[TASKS TO PERFORM]:
1. Reproduce the passage of the article on public versus private hospital pharmacy jobs between "Are Public or" and "consider? Read on!", inclusive, changing "community pharmacy" to "retail pharmacy".
2. List every benefit that the article on public versus private hospital pharmacy jobs says public hospitals offer in addition to pay scales.
3. Continue the article on public versus private hospital pharmacy jobs from the point where it stops.

Are Public or Private hospital pharmacy jobs better?Apr 22, 2022
Ever wondered what the difference is between Public and Private hospital pharmacies, and what is the best option is if you are looking to transition into hospital?
Private hospital work can vary greatly depending on the company, type of hospital facility, level of clinical involvement of the pharmacist, and pressures to chase revenue - with some likening it to a community pharmacy structure. However private hospitals can provide greater job security than public hospitals, and anecdotally many pharmacists move into public after dipping their toes into private hospital first. But this isn’t always the case.
So what are the real differences between private and public hospital? If you are choosing between them, what should you consider? Read on!
Public hospitals have clear and transparent pay scales for pharmacists. Pay rates increase annually with years of experience (to a certain point). If you have a relevant post-graduate qualification or enter into a hospital position with years of previous pharmacist experience, this is usually recognised and reflected in a pay scale increase (but you’ll have to ask for it!)
Public hospitals also offer other benefits such as salary sacrifice, leave loading, penalty rates, increased super contributions, ADOs / RDOs, and excellent maternity leave.
While you may have access to some of these benefits in a private hospital, it is unlikely they will be as lucrative.
Private hospital jobs often reflect the community pharmacy pay scale. However, this also depends on whether they have an enterprise bargaining agreement in place. Although the tiers exist for the pay scales, they aren’t as transparent and it is more difficult to progress through them, with manager reviews playing a part.

[RECORDS SHOWN]:
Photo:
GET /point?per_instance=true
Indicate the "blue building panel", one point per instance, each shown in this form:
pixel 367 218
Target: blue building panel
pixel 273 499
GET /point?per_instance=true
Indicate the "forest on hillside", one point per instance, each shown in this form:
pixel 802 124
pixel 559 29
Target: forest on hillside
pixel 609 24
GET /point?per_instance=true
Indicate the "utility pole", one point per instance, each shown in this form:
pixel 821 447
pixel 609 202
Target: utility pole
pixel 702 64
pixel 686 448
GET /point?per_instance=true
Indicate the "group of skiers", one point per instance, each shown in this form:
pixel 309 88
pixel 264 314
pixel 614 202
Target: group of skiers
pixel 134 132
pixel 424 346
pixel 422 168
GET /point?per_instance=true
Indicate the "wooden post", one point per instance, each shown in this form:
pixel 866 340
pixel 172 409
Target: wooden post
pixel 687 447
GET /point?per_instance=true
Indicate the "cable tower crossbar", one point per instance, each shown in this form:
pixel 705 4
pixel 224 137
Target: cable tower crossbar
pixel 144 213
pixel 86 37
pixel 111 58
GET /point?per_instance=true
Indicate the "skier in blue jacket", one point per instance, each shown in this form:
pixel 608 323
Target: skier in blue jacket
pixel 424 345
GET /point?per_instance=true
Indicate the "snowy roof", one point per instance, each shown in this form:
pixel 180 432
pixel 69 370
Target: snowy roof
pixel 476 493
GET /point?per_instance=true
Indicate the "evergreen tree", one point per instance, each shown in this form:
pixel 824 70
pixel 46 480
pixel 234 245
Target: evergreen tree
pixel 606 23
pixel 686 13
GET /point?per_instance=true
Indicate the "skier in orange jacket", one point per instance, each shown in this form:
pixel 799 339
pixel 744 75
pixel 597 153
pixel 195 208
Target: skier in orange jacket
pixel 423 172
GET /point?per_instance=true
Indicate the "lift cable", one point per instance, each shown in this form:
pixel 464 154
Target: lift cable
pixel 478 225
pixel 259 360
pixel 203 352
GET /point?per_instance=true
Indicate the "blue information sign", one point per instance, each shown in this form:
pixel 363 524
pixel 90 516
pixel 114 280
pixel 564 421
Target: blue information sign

---

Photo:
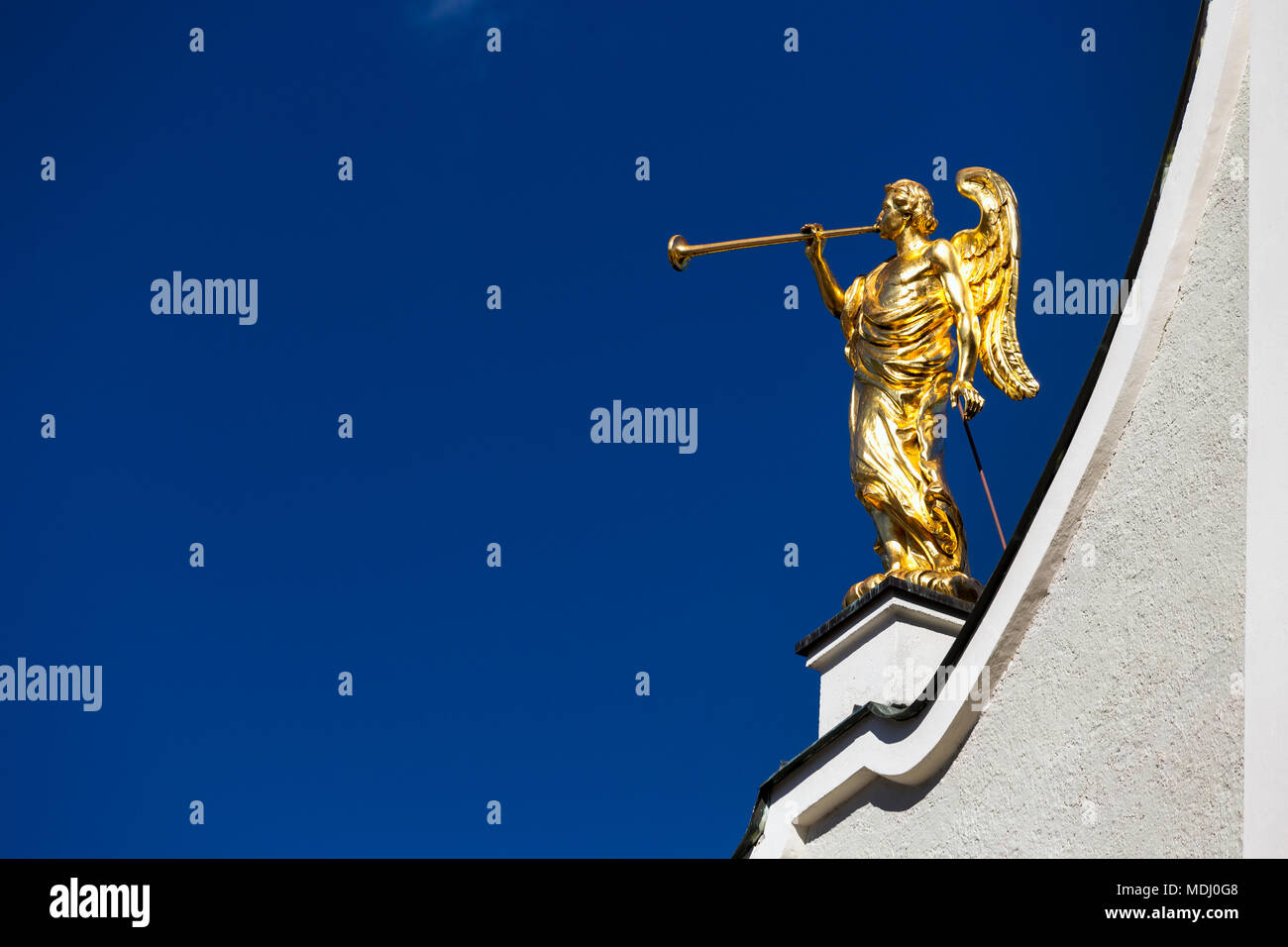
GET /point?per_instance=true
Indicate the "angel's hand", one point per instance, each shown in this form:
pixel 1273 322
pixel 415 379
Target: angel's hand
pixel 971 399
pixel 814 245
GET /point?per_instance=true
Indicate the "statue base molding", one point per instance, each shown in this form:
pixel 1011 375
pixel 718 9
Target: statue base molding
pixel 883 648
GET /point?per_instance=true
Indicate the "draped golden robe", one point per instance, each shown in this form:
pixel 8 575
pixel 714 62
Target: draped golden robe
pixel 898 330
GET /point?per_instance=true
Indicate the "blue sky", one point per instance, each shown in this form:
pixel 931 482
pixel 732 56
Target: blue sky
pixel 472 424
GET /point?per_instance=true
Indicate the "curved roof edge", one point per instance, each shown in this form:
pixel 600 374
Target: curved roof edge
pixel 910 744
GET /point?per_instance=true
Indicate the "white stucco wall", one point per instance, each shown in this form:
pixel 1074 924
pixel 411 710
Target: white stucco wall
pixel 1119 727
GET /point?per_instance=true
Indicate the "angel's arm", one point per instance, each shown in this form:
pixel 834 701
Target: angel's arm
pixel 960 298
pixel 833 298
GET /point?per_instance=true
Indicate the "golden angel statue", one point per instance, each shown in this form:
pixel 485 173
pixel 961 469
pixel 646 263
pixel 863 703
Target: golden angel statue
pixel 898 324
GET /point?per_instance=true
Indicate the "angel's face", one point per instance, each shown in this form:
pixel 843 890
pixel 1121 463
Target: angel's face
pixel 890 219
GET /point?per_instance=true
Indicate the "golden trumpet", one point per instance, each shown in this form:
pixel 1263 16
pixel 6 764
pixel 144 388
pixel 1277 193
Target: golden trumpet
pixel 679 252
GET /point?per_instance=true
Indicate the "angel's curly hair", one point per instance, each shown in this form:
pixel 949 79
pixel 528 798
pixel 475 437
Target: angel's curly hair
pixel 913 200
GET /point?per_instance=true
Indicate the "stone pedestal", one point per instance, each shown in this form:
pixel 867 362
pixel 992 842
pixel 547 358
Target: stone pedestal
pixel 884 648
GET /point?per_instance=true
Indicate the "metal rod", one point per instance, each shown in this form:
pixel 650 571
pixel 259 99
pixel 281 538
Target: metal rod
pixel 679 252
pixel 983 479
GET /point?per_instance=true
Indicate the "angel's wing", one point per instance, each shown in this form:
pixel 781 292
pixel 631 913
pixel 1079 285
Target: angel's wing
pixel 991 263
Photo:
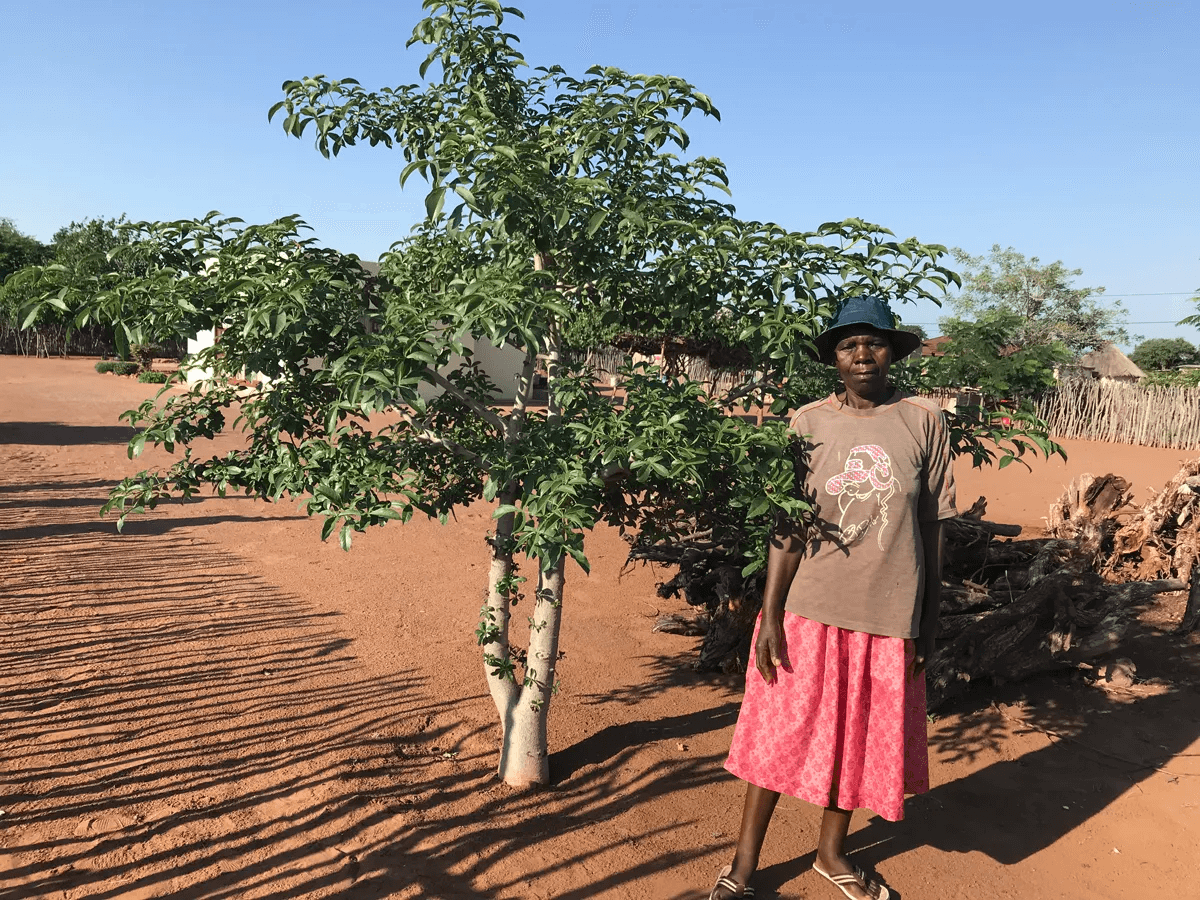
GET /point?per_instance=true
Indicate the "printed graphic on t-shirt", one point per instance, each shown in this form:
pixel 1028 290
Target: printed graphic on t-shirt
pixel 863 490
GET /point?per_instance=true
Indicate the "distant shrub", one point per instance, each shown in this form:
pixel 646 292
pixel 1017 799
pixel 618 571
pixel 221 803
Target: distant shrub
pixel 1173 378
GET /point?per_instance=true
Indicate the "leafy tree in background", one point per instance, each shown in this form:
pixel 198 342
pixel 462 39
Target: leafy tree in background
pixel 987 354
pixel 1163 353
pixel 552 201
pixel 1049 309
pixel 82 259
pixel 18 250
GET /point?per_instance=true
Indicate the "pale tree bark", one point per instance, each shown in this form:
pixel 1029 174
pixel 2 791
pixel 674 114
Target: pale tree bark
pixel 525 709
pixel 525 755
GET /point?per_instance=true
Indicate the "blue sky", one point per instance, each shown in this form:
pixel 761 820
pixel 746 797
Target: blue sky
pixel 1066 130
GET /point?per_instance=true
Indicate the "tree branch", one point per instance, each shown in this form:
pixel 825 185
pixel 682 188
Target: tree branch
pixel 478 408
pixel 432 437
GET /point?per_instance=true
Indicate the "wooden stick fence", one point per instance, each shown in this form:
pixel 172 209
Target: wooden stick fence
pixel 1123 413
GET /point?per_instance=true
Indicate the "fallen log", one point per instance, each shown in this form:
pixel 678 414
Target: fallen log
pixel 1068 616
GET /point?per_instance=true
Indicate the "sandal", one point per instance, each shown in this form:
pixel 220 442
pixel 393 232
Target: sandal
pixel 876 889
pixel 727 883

...

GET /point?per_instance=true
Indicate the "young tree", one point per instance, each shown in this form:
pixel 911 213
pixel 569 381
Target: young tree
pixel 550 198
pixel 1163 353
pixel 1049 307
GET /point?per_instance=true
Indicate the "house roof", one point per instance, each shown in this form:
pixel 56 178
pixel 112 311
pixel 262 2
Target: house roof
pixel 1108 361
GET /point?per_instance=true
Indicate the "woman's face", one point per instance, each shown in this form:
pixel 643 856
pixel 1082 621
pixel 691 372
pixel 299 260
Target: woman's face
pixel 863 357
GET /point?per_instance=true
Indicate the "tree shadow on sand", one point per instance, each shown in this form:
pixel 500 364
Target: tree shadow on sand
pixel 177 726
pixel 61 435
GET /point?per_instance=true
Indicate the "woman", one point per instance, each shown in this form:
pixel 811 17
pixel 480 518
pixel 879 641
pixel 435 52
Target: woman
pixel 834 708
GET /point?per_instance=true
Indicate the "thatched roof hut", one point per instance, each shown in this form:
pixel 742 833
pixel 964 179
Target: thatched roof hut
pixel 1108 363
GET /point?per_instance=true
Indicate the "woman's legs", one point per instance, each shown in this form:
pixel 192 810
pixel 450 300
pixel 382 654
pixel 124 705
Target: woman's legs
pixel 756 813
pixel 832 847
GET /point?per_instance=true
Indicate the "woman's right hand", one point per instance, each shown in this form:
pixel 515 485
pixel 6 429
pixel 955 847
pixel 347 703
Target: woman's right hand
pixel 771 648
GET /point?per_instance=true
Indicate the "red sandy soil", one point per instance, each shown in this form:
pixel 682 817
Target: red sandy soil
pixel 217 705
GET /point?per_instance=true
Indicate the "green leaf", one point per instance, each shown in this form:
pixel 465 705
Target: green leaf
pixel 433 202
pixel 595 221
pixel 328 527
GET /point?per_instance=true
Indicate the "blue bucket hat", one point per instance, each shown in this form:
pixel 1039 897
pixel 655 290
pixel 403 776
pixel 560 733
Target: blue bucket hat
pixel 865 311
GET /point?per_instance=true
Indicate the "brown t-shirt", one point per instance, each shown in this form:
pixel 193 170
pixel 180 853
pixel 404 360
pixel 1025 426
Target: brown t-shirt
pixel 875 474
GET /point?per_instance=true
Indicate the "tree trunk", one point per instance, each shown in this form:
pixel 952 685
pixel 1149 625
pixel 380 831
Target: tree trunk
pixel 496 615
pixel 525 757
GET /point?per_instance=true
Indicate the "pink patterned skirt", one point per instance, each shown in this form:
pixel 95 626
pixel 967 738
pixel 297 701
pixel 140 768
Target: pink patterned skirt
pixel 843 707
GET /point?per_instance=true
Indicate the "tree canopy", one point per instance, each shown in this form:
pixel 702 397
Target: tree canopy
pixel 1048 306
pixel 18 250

[EXERCISE ANSWERS]:
1.
Are Public or Private hospital pharmacy jobs better?Apr 22, 2022
Ever wondered what the difference is between Public and Private hospital pharmacies, and what is the best option is if you are looking to transition into hospital?
Private hospital work can vary greatly depending on the company, type of hospital facility, level of clinical involvement of the pharmacist, and pressures to chase revenue - with some likening it to a retail pharmacy structure. However private hospitals can provide greater job security than public hospitals, and anecdotally many pharmacists move into public after dipping their toes into private hospital first. But this isn’t always the case.
So what are the real differences between private and public hospital? If you are choosing between them, what should you consider? Read on!

2. salary sacrifice, leave loading, penalty rates, increased super contributions, ADOs / RDOs, excellent maternity leave

3.
If job security is high on your list (new mortgage anyone?) and you are keen to move into hospital pharmacy, then read this section carefully. Permanent, full-time, public hospital positions are few and far between. These positions are highly competitive and usually filled by pharmacists already working within the hospital setting, often in the same department. This is because they have the experience and know what to expect in the application and interview process. Pharmacists who’ve never worked in a public hospital, even if they actually get an interview, are likely to be underprepared for the process. This is not to say you shouldn’t try. But I talk more about this in my e-book, and provide guidance and strategies for greater success.
There is one exception to this. if you are applying to a rural or remote hospital, where recruitment is often difficult, permanent positions are offered to retain staff. They will forego a lack of experience for the trade-off that you will stay longer. This will provide stability for the department and therefore the training they give to you will be worth it. I’m a huge advocate of rural and remote pharmacy and if you are serious about career progression and have the means to do it - then DO IT!
Most pharmacist roles in public hospitals will be a contract (usually 3 or 6 months), or a casual (pool) position. This is pretty well how most get their foot in the door and progress from there into permanent positions when the opportunity arises.
Private hospitals are much more likely to offer permanent positions, similar to community pharmacies. So this is important to factor in if your circumstances don’t support temporary positions. Keep in mind that even if you transfer at a later time from private to public, the competition for permanent jobs will still be the same.
Public hospitals are usually large departments with different clinical areas in which you can have an opportunity to rotate. As other pharmacists move in and out of different positions, there are usually plenty of opportunities to be seconded or “act up” in a higher role. This provides an opportunity to learn and develop new skills, which in turn allows you to progress into higher roles.
Both Public and Private hospitals will provide opportunities to be involved in committees and review groups, such as medicines advisory committees, antimicrobial stewardship, medication safety, auditing, etc. In Public hospitals there may be more competition for these positions, but more of them are available. Whereas in private hospitals, the pharmacist numbers may be less, however, there may not be as much time or value allocated to the participation of pharmacists in these groups.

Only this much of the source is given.